begin

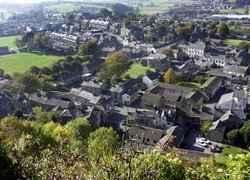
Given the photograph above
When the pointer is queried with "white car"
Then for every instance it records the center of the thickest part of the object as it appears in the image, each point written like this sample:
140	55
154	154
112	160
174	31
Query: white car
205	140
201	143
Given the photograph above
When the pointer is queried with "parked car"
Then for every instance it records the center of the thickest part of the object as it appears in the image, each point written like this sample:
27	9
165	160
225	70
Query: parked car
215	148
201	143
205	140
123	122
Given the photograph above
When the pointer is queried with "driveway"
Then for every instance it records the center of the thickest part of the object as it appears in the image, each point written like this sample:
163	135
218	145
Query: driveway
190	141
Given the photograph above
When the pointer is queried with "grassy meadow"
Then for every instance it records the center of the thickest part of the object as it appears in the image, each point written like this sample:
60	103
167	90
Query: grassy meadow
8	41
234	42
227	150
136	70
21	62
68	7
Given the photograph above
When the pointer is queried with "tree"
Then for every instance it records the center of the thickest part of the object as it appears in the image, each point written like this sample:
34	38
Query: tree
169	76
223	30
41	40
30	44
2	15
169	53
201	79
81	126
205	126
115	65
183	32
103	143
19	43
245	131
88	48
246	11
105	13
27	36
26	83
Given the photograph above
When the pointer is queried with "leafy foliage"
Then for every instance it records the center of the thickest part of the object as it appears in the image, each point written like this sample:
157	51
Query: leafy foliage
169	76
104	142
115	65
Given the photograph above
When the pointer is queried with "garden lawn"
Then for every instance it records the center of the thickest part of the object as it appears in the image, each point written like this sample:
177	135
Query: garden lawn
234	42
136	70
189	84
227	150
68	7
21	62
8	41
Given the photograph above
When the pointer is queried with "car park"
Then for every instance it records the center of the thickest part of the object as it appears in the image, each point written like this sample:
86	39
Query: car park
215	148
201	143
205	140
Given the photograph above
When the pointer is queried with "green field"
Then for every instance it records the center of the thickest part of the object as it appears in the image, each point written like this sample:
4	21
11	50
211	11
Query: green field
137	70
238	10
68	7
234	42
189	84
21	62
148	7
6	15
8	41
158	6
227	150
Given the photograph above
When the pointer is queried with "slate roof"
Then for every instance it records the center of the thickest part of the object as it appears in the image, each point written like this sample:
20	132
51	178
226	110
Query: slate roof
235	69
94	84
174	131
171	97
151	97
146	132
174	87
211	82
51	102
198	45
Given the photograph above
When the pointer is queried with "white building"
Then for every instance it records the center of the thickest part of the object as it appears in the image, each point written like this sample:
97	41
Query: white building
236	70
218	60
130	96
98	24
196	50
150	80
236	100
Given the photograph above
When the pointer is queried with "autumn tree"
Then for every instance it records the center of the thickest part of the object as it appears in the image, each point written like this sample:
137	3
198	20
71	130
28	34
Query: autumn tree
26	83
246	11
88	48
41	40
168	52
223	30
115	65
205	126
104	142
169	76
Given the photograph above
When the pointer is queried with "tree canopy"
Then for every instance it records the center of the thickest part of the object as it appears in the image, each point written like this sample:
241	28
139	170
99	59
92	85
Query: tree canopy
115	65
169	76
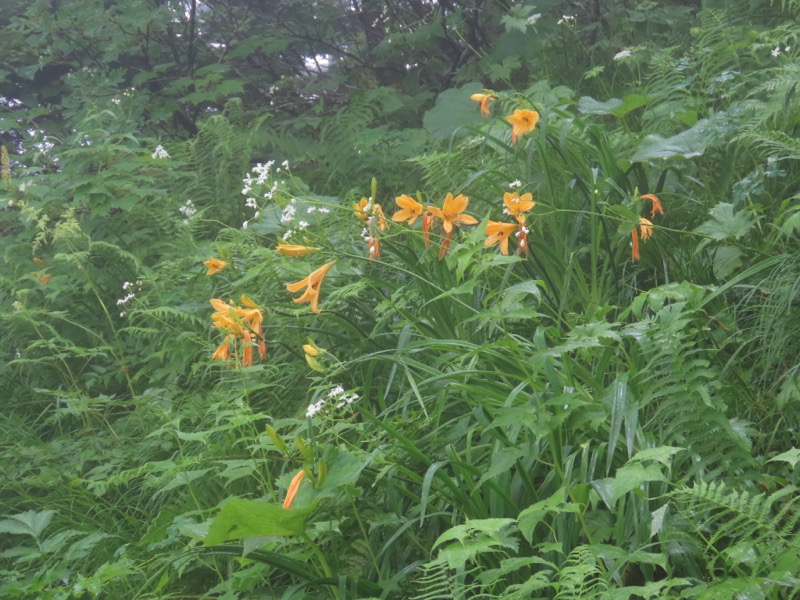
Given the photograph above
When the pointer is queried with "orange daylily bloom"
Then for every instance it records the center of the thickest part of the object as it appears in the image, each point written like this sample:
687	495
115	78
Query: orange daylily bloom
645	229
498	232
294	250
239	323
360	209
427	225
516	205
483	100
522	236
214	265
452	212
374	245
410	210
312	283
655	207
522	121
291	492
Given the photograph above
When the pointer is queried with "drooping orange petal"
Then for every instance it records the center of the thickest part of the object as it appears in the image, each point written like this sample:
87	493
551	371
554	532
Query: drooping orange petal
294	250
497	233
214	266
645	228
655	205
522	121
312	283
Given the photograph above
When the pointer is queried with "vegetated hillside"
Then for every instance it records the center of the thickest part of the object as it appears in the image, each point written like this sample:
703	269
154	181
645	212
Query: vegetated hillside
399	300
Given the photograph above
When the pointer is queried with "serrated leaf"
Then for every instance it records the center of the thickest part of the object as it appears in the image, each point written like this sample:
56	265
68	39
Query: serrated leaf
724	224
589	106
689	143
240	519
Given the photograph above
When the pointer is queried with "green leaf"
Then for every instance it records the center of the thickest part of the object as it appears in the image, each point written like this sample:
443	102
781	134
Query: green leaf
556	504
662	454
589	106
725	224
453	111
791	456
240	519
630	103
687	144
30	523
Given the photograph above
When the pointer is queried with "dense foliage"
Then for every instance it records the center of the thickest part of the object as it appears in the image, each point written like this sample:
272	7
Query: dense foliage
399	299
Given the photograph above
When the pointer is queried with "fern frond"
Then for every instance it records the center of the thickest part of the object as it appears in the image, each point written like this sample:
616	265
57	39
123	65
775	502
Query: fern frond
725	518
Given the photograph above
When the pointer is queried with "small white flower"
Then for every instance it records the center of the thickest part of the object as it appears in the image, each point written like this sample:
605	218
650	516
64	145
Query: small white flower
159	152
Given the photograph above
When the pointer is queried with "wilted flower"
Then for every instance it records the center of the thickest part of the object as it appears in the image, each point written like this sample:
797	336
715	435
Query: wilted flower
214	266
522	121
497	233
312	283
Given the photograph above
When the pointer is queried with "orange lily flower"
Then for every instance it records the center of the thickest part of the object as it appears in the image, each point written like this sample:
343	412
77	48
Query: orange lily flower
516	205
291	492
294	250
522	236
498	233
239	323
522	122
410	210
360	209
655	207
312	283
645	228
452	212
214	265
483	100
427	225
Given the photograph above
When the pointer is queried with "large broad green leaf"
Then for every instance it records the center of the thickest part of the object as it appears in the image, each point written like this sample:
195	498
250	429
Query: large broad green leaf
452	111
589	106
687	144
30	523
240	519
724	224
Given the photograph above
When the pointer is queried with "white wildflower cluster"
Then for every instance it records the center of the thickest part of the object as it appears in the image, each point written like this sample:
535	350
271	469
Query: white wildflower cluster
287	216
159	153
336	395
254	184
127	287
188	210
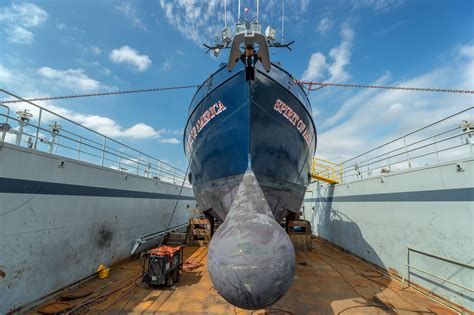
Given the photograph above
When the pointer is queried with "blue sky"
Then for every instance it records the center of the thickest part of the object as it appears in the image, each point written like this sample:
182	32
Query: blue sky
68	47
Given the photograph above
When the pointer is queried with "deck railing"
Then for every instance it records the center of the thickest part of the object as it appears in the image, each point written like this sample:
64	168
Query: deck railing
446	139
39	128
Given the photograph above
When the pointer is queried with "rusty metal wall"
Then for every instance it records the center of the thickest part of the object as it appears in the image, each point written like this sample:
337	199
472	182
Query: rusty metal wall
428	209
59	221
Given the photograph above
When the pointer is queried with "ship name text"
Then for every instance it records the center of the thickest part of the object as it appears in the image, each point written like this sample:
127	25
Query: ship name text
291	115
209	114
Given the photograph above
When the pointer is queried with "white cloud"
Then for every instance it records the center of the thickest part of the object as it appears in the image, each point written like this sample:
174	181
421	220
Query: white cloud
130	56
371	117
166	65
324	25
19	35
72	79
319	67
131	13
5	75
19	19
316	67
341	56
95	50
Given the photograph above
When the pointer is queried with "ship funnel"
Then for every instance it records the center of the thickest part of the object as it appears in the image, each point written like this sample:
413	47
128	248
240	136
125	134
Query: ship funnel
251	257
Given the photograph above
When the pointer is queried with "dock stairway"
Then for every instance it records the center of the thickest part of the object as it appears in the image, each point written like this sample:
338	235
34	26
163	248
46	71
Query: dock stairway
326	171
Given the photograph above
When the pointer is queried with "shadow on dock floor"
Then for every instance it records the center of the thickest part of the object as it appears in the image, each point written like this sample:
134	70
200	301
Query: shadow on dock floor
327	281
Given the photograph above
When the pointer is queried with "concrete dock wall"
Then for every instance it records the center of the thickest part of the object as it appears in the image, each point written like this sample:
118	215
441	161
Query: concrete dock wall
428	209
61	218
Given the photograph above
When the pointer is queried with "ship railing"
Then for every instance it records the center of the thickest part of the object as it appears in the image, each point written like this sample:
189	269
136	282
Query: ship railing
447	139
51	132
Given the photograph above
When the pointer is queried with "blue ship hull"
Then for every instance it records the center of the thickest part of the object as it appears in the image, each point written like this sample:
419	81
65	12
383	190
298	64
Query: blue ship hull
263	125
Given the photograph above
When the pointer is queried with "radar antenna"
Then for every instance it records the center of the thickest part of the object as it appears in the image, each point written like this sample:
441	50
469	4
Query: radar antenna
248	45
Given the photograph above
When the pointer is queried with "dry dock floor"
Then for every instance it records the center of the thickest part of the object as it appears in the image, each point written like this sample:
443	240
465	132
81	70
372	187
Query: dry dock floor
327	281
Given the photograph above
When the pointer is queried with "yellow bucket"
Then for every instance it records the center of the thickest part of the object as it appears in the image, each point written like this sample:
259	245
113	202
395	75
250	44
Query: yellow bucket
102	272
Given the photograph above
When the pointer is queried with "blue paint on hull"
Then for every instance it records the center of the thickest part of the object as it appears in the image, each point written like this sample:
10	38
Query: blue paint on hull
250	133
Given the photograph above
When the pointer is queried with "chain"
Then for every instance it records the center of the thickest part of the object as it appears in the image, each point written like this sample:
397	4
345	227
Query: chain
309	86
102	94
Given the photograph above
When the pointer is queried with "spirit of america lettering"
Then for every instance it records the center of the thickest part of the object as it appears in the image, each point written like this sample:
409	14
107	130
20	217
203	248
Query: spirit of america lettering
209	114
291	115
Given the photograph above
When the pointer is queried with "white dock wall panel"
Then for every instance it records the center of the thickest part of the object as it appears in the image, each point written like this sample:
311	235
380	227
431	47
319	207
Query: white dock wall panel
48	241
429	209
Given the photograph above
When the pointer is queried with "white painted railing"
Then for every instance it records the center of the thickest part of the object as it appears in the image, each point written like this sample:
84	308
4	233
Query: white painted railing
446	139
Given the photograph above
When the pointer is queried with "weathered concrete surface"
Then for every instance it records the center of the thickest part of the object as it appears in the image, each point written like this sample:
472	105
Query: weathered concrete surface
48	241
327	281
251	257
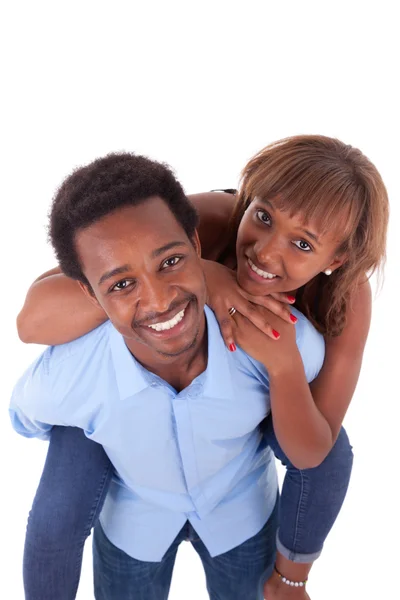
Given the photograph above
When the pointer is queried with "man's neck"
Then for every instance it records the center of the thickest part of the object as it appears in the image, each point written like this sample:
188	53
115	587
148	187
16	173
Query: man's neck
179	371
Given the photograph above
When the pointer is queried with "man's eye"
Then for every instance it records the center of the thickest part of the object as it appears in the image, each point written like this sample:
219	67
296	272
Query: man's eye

end

Challenge: Count the lines of the material above that include the word "floor". Reply with the number alone.

Completed task: 4